Please gather each line in the records below that contains the word "Target", treating uppercase and lowercase as different.

■ Data in this exercise:
+ + +

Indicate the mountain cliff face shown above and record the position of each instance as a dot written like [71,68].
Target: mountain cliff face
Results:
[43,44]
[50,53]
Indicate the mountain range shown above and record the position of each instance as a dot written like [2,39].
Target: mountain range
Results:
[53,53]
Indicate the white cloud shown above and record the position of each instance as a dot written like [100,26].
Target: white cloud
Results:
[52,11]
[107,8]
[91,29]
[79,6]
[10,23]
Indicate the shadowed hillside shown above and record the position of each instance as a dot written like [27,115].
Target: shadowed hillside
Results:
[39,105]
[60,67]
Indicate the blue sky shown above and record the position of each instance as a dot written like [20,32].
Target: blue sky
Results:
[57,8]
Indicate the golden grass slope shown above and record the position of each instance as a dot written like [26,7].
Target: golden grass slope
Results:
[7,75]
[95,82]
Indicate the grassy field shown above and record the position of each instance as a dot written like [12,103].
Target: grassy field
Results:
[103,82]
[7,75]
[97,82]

+ + +

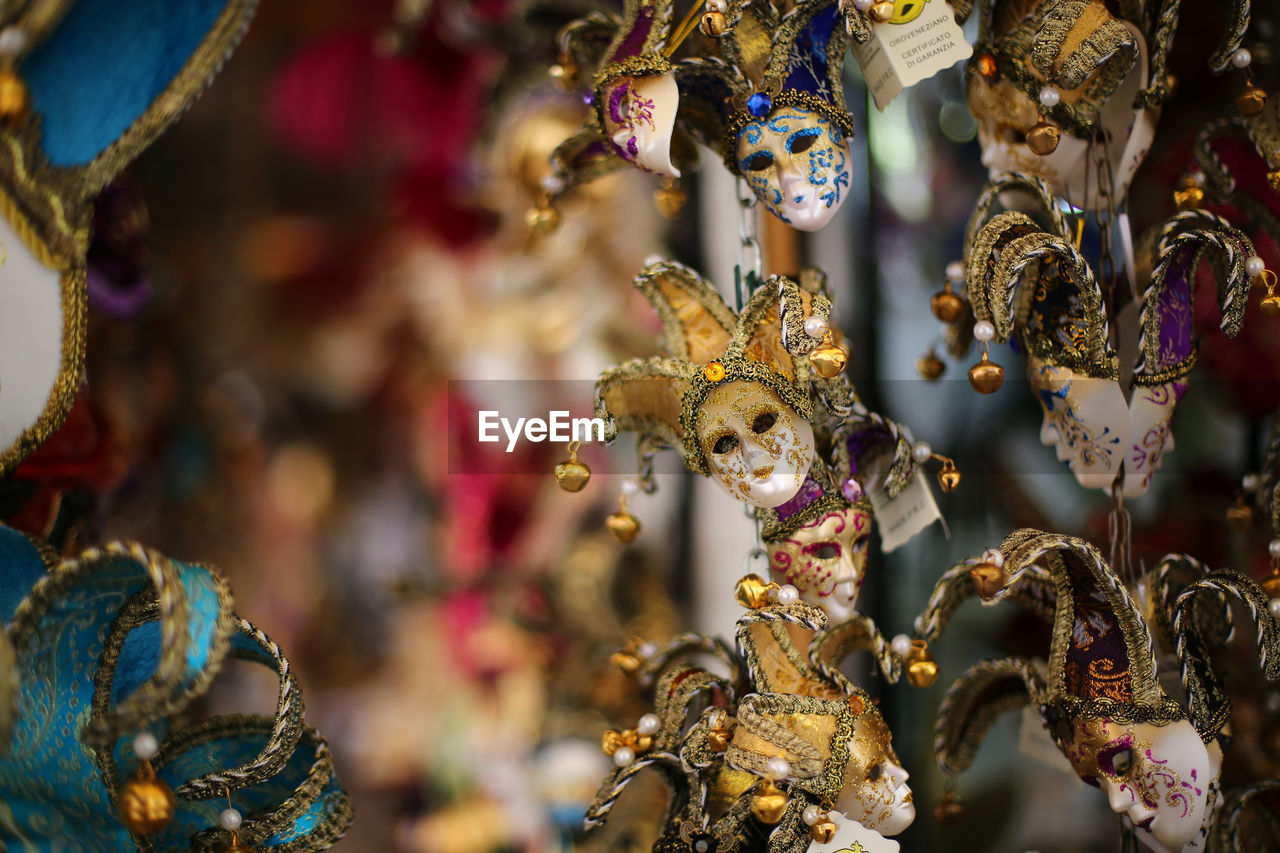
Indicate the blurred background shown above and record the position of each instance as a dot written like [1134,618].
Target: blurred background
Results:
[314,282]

+ + +

■ Task response:
Target: mountain cliff face
Target: mountain range
Target: white cloud
Target: shadowed hillside
Target: blue sky
Target: golden grass slope
Target: grassy field
Target: blurred background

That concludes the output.